▶ **Instructions for the task**:
Print what the records say exactly, and omit the pictures.
### Provided information ###
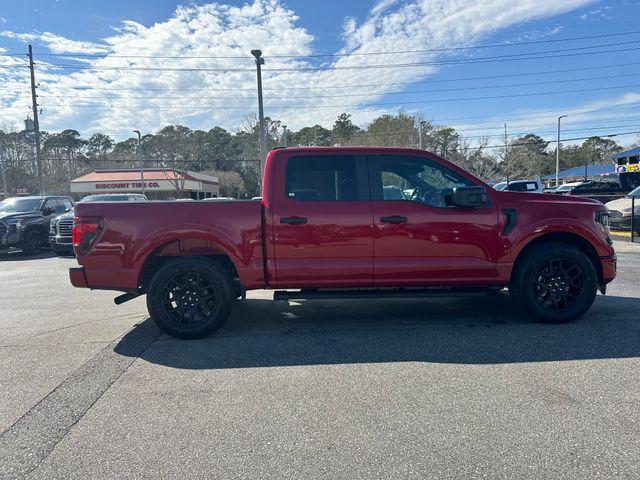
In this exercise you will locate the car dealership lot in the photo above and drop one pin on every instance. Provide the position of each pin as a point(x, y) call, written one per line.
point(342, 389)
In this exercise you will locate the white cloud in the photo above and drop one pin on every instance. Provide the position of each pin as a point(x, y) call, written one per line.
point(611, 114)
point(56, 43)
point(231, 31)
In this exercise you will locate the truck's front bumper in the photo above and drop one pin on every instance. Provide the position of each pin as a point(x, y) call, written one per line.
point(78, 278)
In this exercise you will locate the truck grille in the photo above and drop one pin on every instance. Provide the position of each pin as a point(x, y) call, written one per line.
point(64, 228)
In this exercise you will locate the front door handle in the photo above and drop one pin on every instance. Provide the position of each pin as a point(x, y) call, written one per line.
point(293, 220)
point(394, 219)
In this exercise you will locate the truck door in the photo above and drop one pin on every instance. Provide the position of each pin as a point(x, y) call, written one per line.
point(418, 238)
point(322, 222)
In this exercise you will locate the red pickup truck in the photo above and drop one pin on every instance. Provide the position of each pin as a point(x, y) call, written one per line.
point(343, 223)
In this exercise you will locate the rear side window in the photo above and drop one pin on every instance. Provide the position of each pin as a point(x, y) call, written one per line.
###
▶ **Output**:
In this exercise you will locate the car dealership lot in the photo above and drop one pin on every instance. Provide the position of each pin as a point(x, y) call, written one per line.
point(342, 389)
In this exercise you will locate the white cloud in the photo above and drop one pin on every instance. Provide the position of each pin as a point(x, y) call, written one per line.
point(611, 114)
point(56, 43)
point(231, 31)
In this exercise you will locate the truck's front bumper in the photo above and drop one pin on every instance. Provide the position of each pin as a point(x, y) call, written one per line.
point(78, 278)
In this exercise you will locate the truck grille in the photo above and drop one pin on every instance. Provide the position of each pin as a point(x, y) call, written one per line.
point(64, 228)
In this exercise you will locate the front door handle in the photo above and drop one pin on every instance. Provide the position of each pin as a point(x, y) call, written one per line.
point(293, 220)
point(394, 219)
In this exercise you will locate the truck door in the photo above and drop one pin on every instance. Provide the position of each pin as a point(x, y) call, written one per line.
point(418, 238)
point(322, 222)
In this exercise you will locate the red pickup truck in the photo above and drop one pin on every instance. Provide the position of each pin as a point(x, y) call, written one per line.
point(343, 223)
In this exercise you will locate the rear side window in the photo above and drop one pin on every instance. Provide the position of each pin as a point(x, y) call, written one per line.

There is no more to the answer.